= SUPPLIED ENTRIES =
------

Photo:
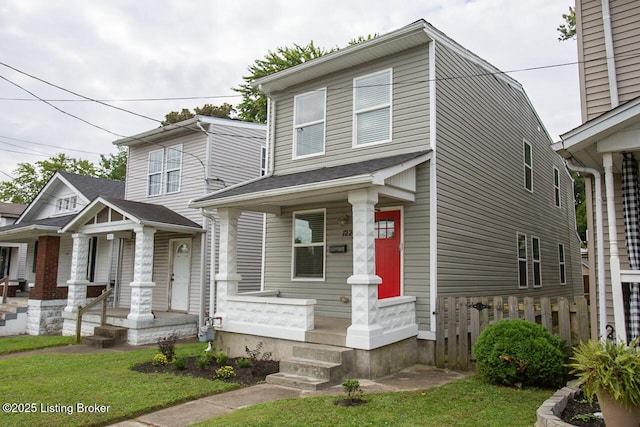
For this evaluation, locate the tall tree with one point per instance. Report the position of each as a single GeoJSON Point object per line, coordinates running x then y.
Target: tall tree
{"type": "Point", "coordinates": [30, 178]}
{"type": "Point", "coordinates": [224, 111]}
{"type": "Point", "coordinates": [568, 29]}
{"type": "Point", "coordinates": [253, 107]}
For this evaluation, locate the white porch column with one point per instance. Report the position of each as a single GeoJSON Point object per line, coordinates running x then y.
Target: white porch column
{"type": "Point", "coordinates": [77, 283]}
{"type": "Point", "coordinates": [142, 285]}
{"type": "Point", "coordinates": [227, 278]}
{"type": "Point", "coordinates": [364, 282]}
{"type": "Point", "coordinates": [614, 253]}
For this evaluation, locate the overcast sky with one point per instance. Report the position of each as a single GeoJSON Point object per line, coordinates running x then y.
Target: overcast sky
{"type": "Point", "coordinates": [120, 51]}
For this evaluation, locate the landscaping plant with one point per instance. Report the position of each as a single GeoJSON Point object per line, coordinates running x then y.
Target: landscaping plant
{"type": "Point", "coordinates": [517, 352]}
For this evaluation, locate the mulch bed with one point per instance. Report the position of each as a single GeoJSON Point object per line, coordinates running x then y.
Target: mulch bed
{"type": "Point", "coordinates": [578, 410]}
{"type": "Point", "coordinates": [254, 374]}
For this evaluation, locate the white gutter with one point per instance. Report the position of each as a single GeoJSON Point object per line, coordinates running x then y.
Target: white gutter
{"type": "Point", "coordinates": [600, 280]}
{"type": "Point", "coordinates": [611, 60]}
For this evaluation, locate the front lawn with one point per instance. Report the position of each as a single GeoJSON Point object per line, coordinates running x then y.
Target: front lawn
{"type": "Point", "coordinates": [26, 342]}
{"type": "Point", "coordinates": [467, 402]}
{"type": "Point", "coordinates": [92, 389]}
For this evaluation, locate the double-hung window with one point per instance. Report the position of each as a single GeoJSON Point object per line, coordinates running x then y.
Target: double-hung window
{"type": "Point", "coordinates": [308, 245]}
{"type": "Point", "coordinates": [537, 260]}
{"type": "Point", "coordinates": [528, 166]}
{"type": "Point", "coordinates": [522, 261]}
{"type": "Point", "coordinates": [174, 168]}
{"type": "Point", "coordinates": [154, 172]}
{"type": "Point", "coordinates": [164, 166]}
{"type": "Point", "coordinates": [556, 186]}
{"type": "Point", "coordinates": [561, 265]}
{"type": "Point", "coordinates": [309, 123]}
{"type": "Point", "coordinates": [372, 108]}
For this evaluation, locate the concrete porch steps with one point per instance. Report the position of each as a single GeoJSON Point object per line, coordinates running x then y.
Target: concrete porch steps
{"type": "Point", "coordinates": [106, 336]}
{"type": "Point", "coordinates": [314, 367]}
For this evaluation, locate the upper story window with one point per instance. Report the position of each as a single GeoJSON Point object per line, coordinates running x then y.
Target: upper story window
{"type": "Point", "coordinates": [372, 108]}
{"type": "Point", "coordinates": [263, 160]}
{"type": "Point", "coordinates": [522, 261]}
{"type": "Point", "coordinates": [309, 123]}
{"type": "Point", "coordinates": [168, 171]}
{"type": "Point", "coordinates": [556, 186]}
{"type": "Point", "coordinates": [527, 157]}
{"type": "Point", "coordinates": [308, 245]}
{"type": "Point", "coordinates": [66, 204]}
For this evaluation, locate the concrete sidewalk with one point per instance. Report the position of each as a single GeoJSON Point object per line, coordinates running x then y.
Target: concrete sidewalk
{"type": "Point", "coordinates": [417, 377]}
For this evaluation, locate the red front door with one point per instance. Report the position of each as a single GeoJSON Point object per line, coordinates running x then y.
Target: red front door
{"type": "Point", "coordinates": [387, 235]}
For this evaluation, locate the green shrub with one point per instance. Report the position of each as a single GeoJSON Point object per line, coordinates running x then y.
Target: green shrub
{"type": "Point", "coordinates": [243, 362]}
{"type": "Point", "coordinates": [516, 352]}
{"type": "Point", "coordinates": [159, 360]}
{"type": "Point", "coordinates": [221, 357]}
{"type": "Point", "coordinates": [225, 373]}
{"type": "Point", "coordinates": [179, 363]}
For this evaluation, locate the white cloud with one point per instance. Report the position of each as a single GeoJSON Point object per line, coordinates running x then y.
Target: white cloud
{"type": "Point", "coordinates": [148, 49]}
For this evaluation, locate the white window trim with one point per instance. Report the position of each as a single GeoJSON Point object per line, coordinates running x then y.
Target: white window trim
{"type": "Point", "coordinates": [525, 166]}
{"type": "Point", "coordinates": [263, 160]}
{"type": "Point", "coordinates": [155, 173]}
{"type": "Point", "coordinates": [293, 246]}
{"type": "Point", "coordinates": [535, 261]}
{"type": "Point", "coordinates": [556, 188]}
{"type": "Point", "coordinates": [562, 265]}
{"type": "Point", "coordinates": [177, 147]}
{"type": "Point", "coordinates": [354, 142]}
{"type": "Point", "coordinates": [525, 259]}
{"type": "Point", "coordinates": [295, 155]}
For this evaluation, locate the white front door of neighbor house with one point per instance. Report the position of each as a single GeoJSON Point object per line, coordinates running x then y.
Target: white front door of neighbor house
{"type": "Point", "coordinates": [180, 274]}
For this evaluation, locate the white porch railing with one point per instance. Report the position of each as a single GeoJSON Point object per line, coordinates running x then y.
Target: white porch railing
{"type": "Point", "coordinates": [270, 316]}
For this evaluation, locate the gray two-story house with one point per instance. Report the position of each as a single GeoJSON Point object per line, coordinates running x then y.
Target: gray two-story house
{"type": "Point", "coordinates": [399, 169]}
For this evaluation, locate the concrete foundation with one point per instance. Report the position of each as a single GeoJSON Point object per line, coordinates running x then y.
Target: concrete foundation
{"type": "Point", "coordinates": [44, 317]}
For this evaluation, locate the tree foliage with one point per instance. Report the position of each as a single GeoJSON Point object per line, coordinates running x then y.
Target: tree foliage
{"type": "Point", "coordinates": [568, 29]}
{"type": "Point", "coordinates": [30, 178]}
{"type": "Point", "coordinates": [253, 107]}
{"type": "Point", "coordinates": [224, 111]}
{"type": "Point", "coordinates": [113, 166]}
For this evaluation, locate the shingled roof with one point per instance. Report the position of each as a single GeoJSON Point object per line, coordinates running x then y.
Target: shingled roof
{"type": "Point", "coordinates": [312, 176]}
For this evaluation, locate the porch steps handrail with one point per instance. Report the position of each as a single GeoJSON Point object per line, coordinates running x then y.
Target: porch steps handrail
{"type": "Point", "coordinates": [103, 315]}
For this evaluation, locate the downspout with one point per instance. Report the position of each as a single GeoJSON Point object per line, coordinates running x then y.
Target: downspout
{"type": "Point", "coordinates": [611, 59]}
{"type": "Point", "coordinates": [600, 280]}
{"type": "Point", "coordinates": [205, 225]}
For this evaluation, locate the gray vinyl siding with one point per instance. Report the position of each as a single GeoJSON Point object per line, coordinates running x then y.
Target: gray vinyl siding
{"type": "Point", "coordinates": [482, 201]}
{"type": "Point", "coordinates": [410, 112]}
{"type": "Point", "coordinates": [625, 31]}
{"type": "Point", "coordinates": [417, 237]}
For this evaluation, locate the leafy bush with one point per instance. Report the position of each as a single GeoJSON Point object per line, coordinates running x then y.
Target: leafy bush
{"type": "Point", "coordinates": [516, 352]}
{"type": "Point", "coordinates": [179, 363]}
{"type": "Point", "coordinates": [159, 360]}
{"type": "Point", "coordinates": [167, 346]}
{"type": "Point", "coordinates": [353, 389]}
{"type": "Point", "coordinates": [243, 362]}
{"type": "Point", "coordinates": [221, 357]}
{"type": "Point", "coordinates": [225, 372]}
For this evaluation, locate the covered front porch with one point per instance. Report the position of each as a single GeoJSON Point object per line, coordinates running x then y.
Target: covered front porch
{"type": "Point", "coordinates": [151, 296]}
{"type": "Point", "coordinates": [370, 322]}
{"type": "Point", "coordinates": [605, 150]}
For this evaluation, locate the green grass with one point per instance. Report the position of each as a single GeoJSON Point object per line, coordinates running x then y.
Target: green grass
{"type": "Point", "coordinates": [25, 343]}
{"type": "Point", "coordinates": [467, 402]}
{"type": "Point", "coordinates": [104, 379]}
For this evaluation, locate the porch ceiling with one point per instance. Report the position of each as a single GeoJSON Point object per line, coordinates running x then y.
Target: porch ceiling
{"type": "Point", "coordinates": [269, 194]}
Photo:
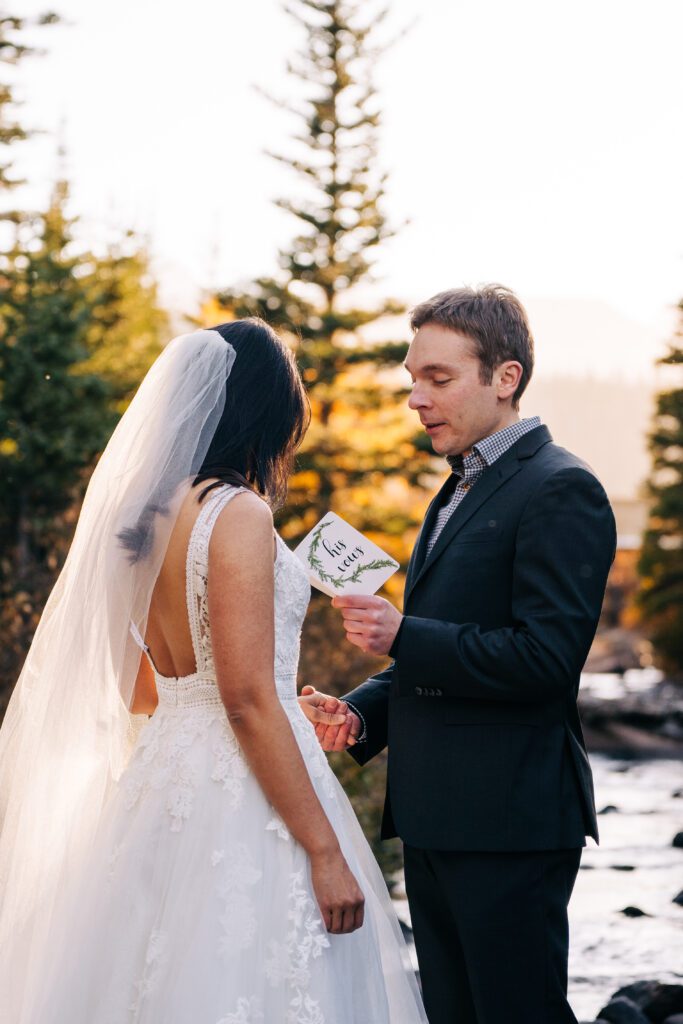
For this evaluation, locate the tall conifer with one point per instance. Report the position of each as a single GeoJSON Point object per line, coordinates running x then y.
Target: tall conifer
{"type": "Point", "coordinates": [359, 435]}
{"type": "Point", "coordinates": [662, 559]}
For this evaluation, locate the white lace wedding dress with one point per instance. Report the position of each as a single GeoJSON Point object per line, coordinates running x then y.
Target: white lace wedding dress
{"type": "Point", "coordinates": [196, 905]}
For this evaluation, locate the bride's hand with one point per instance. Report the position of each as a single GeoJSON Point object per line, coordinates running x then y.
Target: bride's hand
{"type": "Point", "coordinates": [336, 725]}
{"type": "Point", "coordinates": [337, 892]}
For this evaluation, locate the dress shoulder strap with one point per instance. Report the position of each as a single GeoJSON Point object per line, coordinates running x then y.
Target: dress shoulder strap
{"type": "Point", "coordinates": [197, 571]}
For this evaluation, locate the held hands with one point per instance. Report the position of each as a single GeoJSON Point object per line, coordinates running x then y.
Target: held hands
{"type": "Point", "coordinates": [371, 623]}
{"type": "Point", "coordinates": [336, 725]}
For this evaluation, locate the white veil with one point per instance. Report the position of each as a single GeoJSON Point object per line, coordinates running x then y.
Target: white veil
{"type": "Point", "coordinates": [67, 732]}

------

= YOUR OBJECTIVE =
Exactly and only the lines from the line containing "For this evaluation, locate the bride's" through the last line of the entries should be copied, both ends included.

= FULL OUTPUT =
For this evaluation, locate the bride's hand with one point per instance. Report the position of each as a single GeoJSON Point object per line, coordinates running x then y.
Target: bride's hand
{"type": "Point", "coordinates": [336, 725]}
{"type": "Point", "coordinates": [337, 892]}
For this evaluation, locate the dress shoulder strap with one point per instance. Report the position of each as a single GeoJSON Point object per line, coordinates running x then y.
Target: dress shoulder strap
{"type": "Point", "coordinates": [197, 571]}
For this evaluation, locate the held hands with one point per instance. Report the position of each as a single GeoJSON Point object per line, coordinates running x then y.
Target: held hands
{"type": "Point", "coordinates": [371, 623]}
{"type": "Point", "coordinates": [336, 725]}
For this evaluation, locate the white veil with one point per instance. Report the position of each as a single GeoJSON Point object per line, coordinates running x then y.
Target: white veil
{"type": "Point", "coordinates": [67, 732]}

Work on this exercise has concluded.